**Point-per-instance localization data**
※

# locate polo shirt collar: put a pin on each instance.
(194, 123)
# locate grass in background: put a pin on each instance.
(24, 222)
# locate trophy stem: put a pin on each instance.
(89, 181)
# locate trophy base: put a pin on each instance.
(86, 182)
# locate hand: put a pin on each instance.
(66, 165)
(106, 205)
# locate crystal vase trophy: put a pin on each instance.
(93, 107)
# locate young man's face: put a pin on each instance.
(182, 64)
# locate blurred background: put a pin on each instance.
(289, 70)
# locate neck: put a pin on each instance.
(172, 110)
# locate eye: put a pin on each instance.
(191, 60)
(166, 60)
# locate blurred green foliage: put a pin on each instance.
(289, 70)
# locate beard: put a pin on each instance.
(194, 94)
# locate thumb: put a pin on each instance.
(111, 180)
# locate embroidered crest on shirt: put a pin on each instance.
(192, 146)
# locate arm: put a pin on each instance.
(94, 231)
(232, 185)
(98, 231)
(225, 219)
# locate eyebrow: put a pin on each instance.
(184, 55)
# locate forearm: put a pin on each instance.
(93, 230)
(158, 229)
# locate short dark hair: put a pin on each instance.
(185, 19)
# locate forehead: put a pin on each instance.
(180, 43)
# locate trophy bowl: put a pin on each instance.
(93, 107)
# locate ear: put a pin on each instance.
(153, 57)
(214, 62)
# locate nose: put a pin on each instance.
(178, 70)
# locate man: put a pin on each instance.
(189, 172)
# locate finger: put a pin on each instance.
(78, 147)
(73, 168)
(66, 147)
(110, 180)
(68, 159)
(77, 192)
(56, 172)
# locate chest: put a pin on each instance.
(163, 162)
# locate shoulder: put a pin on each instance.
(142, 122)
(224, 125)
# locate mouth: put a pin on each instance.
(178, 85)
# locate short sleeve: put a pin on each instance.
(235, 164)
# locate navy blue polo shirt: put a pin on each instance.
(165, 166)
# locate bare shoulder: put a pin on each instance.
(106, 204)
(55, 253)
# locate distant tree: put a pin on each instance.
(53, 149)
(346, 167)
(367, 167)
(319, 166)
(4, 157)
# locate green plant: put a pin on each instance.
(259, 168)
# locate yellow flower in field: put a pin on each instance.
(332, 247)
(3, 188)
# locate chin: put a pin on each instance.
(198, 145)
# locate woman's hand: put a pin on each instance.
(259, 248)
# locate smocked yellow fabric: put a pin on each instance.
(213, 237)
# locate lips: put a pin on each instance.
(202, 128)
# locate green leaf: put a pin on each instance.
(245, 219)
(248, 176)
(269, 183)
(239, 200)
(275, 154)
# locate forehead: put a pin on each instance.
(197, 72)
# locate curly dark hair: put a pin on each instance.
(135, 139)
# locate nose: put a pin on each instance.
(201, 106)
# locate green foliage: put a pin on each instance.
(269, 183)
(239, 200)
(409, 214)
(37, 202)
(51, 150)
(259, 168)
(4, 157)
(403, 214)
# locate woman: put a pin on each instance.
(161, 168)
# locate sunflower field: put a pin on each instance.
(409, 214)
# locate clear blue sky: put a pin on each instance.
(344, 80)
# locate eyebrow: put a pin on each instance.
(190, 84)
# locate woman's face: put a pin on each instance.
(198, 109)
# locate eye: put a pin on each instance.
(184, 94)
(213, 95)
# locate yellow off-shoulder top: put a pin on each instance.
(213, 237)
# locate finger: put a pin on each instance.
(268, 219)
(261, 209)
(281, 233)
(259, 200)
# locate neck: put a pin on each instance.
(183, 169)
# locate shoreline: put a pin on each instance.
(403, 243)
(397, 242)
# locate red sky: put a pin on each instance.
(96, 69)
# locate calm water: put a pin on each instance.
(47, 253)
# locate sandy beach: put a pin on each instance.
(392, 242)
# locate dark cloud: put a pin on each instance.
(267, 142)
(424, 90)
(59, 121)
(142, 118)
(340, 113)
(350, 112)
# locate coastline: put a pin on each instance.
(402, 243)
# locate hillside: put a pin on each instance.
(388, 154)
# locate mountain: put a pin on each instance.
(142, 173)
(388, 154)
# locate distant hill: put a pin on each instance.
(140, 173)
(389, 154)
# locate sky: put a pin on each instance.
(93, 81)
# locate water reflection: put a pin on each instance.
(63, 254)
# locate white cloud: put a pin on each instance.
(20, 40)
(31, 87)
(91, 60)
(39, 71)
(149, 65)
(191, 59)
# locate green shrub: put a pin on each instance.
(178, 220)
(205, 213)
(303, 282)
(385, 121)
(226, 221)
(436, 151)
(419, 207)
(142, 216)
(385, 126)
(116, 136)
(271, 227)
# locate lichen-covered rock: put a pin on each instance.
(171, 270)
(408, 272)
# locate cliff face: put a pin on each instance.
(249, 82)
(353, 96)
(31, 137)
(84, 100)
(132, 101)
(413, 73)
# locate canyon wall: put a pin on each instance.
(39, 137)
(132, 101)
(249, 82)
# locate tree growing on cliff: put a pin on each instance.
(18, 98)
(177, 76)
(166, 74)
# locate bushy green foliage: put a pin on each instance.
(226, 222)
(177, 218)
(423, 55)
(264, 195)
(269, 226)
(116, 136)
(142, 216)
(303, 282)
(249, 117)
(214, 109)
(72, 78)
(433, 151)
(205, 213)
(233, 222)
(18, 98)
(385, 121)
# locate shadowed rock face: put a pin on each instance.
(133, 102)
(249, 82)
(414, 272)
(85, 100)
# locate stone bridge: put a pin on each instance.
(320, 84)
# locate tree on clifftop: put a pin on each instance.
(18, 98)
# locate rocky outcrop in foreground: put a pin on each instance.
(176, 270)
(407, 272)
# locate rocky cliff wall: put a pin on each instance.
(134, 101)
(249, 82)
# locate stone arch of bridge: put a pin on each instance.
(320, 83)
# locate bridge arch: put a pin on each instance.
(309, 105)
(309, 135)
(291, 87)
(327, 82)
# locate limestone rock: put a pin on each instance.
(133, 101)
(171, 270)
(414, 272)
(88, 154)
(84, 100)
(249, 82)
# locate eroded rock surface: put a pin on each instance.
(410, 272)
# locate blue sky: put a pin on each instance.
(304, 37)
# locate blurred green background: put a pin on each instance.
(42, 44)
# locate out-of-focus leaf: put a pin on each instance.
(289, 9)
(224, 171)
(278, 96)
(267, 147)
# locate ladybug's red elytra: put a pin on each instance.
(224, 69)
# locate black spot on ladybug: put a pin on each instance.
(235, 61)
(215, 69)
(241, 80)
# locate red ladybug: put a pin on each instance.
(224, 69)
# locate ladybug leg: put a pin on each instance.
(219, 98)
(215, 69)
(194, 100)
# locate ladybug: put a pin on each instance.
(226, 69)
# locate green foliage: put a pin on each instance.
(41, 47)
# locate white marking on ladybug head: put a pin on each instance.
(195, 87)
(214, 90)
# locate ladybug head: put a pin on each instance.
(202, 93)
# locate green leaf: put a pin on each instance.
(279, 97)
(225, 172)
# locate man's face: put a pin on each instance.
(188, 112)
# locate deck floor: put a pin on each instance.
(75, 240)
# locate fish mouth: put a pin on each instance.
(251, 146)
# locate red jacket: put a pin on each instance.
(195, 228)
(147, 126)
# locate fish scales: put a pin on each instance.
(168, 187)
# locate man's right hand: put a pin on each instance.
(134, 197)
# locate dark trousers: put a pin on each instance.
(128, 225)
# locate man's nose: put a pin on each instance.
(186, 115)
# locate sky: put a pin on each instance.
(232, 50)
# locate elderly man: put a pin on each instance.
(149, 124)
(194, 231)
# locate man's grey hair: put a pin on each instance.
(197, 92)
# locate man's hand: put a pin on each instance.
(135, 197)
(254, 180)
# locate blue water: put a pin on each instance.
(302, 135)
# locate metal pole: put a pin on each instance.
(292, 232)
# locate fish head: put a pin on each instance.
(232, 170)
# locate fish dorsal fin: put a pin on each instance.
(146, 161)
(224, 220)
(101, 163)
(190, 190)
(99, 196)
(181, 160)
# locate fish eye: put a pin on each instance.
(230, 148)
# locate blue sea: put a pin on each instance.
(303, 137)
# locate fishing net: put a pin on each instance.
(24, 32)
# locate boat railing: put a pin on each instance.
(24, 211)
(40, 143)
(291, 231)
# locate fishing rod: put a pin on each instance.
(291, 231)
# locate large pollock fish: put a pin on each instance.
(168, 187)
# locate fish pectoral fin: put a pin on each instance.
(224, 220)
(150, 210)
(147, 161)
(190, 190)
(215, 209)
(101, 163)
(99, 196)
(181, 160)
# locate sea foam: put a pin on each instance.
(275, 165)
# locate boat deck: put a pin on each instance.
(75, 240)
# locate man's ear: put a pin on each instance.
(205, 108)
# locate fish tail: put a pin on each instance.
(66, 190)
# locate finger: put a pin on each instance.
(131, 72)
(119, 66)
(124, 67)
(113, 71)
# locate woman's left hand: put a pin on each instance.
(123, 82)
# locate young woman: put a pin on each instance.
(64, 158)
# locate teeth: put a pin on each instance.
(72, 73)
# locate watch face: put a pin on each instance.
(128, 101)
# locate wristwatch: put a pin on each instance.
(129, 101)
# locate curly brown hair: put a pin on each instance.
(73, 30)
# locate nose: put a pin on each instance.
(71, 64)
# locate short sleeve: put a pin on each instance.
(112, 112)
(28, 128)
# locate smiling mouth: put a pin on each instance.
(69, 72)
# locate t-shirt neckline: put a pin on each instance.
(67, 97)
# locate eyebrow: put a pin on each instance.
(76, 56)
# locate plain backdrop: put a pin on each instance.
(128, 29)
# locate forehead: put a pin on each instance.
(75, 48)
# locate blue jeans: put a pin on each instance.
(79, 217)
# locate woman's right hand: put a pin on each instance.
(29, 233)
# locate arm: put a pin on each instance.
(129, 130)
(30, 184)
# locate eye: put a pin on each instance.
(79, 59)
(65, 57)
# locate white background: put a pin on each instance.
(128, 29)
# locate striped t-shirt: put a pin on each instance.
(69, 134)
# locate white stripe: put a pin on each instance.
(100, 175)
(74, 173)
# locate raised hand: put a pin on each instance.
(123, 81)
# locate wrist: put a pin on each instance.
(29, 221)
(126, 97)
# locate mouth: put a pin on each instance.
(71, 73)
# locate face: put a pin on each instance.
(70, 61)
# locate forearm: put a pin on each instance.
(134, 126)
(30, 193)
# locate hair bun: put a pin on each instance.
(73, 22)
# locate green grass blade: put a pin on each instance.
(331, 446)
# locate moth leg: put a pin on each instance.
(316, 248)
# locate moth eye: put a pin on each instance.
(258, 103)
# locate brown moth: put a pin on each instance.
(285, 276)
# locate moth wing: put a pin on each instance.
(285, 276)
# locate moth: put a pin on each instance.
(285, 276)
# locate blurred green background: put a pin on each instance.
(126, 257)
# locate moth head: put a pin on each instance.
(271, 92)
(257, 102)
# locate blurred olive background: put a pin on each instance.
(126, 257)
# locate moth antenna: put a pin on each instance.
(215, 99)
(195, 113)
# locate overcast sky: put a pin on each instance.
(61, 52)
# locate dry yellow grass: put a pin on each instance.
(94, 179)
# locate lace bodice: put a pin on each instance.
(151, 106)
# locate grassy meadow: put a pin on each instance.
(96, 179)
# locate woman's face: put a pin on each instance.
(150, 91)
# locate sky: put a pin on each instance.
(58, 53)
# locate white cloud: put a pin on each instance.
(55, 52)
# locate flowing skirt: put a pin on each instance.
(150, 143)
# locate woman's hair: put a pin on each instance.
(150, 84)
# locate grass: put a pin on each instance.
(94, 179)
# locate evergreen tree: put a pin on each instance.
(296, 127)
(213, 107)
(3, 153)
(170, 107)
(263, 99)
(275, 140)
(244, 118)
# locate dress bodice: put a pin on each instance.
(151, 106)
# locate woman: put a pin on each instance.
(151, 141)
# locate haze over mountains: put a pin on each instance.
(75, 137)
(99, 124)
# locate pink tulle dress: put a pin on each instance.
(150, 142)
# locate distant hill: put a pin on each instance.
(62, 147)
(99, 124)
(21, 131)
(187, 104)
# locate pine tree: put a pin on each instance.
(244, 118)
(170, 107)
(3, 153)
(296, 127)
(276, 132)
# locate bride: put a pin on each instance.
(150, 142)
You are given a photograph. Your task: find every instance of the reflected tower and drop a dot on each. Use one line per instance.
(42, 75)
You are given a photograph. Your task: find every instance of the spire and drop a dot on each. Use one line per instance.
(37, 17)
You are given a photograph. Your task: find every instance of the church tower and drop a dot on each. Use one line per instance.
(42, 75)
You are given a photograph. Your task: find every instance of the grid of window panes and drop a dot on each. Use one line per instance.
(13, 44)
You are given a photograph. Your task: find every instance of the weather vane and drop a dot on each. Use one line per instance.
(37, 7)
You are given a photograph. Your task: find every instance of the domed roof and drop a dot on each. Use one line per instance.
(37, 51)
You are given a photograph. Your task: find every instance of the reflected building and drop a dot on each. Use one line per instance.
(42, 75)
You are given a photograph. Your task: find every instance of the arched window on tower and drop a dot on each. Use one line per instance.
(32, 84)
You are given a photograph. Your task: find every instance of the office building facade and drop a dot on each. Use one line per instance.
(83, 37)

※

Look above for the line that holds "# locate evergreen", then copy it and each line after it exactly, through the last line of the data.

**Problem solution**
# locate evergreen tree: put a pin on each instance.
(296, 127)
(213, 107)
(3, 153)
(170, 107)
(263, 99)
(275, 140)
(244, 118)
# locate dress bodice: put a pin on each instance.
(151, 106)
# locate woman: put a pin on each instance.
(151, 141)
# locate haze over mountains: put a pin on each instance.
(75, 137)
(99, 124)
# locate pink tulle dress: put a pin on each instance.
(150, 142)
# locate distant hill: put a pin on each instance.
(62, 147)
(99, 124)
(21, 131)
(187, 104)
# locate pine tree: put a pin on each instance.
(244, 118)
(170, 107)
(3, 153)
(296, 127)
(276, 132)
# locate bride: put a pin on each instance.
(150, 142)
You are given a photograph. Your task: find every instance of the reflected tower and drop a dot on each. Use one line per instance.
(42, 75)
You are given a photograph. Your task: find every instance of the spire and drop a dot on each. Use one line per instance.
(37, 17)
You are given a photograph. Your task: find every instance of the church tower and drop a dot on each. Use one line per instance.
(42, 75)
You are given a photograph. Your task: find every instance of the grid of window panes and drop a dot on each. Use one line per instance.
(13, 44)
You are given a photograph. Your task: find every instance of the weather vane and drop a dot on each. Use one line per instance.
(37, 7)
You are given a photograph. Your task: find every instance of the domed roof and drop a dot on each. Use one line per instance.
(37, 51)
You are given a photograph. Your task: find every instance of the reflected building and drop a dot on each. Use one line per instance.
(42, 75)
You are given a photograph. Your task: find every instance of the arched window on tower and drop a dot on each. Use one line per instance.
(32, 84)
You are given a photograph. Your task: find every instance of the office building facade and drop a dot on each. Use one line per instance.
(83, 37)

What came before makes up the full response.